■ **EXERCISE AIM**
Reproduce the data below word for word, starting at the beginning and going on through the line that contains "pixel 75 231", with both ends included. Leave the pictures out of your answer.

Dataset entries
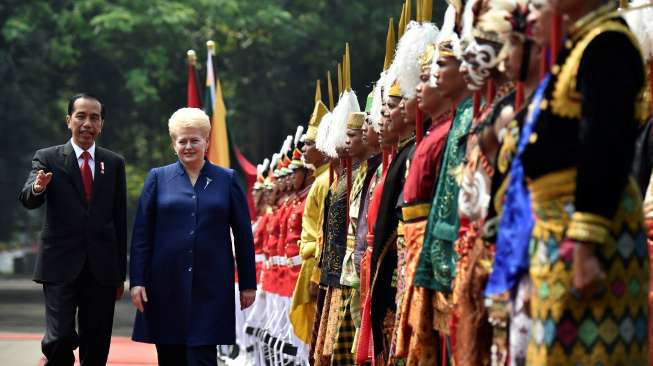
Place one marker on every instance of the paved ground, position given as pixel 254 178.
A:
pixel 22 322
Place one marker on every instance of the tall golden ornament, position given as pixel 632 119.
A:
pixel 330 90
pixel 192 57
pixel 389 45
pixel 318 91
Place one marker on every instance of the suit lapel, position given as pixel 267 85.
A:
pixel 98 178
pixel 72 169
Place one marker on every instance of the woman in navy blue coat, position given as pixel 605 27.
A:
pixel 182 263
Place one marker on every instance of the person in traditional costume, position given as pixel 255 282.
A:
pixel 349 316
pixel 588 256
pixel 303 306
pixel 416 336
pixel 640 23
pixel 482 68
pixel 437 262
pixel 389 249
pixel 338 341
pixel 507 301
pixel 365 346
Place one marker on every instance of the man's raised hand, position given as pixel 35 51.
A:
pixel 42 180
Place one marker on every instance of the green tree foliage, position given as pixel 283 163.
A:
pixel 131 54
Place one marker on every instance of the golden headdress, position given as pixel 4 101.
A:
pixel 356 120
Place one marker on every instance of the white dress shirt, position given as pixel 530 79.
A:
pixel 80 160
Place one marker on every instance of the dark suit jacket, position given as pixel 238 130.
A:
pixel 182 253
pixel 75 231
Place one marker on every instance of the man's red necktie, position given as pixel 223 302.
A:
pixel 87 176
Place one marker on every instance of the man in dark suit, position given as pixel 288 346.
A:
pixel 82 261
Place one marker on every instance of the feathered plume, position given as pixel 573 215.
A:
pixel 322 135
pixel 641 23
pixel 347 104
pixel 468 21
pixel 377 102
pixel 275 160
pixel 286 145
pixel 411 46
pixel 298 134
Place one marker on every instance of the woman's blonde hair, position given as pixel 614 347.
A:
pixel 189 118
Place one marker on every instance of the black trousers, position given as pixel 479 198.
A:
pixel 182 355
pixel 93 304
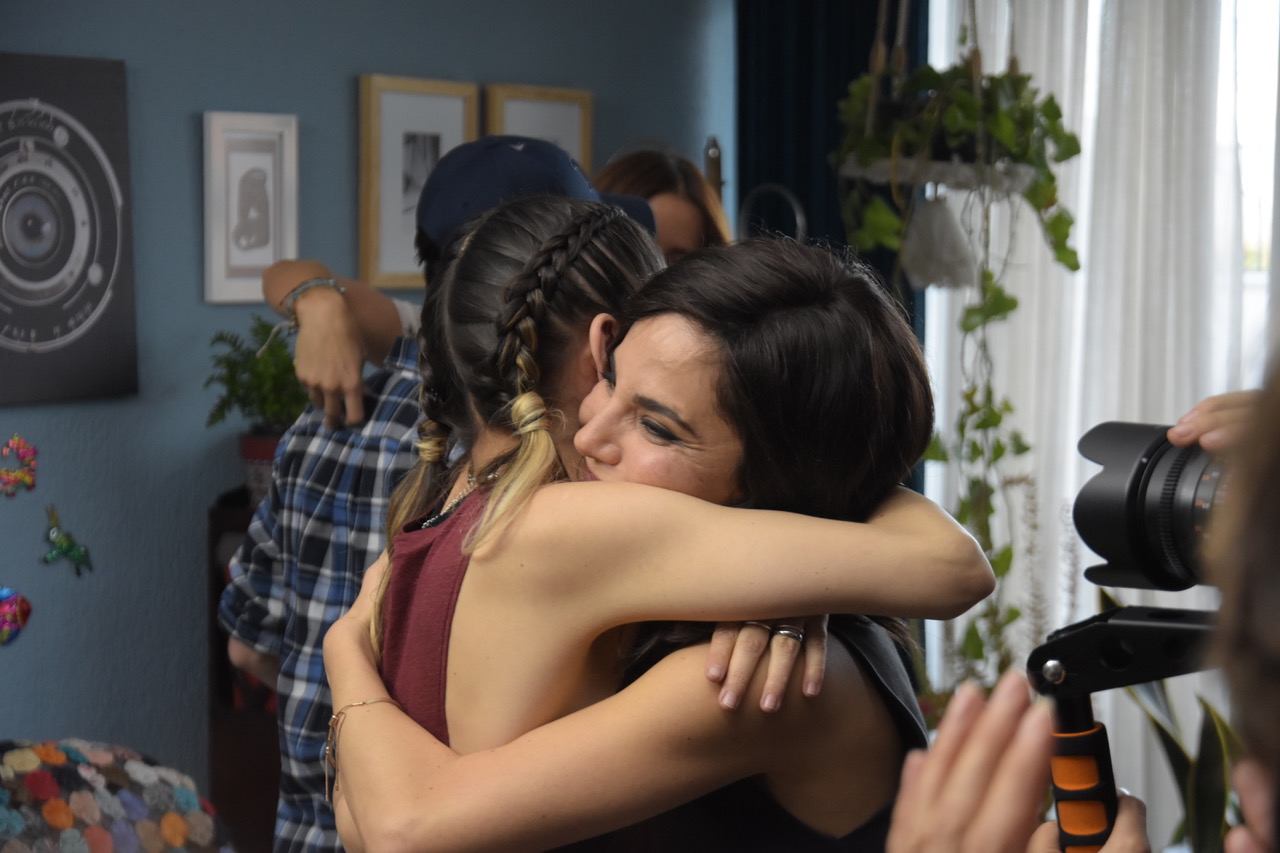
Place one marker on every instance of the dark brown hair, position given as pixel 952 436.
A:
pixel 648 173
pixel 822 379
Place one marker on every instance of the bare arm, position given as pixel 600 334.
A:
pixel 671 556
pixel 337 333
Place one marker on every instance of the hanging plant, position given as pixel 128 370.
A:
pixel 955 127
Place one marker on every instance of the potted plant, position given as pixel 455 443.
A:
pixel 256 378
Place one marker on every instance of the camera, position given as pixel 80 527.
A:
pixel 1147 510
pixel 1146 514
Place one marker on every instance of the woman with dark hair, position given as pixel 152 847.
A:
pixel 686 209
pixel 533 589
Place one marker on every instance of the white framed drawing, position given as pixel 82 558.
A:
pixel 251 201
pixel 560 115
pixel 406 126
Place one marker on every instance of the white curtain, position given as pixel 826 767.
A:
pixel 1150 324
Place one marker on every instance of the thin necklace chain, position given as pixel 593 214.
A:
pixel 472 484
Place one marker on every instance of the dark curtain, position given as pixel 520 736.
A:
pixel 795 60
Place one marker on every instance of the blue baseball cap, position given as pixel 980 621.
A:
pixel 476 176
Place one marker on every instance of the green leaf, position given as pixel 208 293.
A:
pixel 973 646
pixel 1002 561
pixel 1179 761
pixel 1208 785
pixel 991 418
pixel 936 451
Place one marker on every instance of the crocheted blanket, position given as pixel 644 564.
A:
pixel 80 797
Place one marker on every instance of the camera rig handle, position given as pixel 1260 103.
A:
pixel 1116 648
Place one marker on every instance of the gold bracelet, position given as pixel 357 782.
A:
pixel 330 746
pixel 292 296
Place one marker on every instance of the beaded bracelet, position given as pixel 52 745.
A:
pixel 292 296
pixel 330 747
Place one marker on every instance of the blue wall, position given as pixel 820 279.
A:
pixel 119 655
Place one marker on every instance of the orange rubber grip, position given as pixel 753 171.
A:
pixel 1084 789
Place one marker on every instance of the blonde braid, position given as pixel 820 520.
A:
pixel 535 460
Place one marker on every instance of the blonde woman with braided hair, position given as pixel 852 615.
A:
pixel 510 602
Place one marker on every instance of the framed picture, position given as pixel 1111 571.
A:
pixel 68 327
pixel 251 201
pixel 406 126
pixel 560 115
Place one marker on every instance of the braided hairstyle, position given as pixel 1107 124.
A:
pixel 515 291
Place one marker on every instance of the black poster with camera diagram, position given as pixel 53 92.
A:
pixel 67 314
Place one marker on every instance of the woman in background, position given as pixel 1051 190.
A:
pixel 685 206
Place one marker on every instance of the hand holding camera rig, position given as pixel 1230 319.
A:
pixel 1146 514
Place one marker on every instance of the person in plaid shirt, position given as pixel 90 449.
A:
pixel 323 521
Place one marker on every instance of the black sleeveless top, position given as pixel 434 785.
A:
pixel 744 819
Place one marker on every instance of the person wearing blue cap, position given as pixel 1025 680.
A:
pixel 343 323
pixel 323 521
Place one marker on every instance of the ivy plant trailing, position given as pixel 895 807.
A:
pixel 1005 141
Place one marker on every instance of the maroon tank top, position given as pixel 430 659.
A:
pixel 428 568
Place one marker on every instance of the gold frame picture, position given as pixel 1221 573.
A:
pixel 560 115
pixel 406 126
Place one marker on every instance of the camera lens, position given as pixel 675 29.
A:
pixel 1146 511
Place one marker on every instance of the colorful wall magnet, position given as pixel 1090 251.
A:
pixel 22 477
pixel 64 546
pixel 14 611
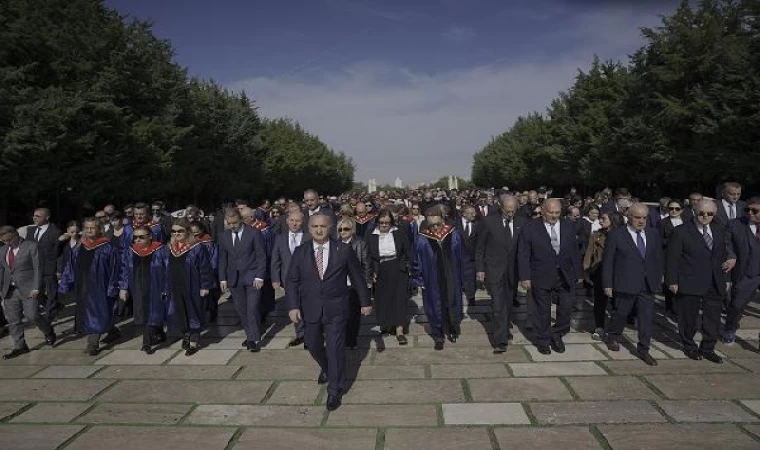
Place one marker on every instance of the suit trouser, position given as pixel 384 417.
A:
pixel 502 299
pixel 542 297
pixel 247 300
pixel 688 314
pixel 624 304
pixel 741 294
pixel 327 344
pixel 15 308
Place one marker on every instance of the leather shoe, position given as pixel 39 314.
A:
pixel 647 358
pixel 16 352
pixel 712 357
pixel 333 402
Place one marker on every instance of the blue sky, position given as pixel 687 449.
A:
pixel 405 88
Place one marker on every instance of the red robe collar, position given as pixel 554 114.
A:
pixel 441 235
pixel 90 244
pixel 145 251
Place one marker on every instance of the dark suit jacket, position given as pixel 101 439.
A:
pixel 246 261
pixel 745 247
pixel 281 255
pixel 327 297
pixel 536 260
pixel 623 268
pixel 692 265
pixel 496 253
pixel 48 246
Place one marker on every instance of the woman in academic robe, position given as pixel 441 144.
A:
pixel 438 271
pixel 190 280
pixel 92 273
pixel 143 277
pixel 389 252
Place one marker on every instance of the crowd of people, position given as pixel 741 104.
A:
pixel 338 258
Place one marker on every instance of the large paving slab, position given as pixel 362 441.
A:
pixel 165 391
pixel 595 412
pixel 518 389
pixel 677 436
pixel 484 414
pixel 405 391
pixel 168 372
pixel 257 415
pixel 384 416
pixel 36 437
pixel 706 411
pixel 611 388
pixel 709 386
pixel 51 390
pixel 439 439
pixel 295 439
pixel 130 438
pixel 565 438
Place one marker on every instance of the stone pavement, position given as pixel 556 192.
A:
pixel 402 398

■ **SOLUTION FOR THIS PROBLEM**
Place one marker on every instance of the paved ground, position given as pixel 254 178.
A:
pixel 22 322
Place one marker on every instance of the tall golden ornament, position given as pixel 632 119.
A:
pixel 330 90
pixel 192 57
pixel 389 45
pixel 318 91
Place one marker on every instance of the suit lapel, position given as pixel 267 85.
A:
pixel 98 178
pixel 72 169
Place one marker on every instance of the woman in navy blue coat, position given as pixel 605 27.
A:
pixel 182 263
Place one marker on every instance of the person in traditional costume, position given as pixel 255 282.
A:
pixel 349 316
pixel 588 256
pixel 303 306
pixel 416 336
pixel 640 23
pixel 482 68
pixel 437 262
pixel 389 249
pixel 338 341
pixel 507 301
pixel 365 346
Place one marker on every instance of the man's raised hand, position given as pixel 35 51.
A:
pixel 42 180
Place one marker on every instance of the green tree foliage, position given as pixel 283 163.
A:
pixel 131 54
Place one marker on every instance of the golden headdress, position given as pixel 4 101.
A:
pixel 356 120
Place one marker on every instance of the white dress shirt, position given as pixel 530 79.
A:
pixel 80 160
Place one marker on every instance of the dark suit jacket, position given as pixel 238 130.
A:
pixel 182 253
pixel 75 231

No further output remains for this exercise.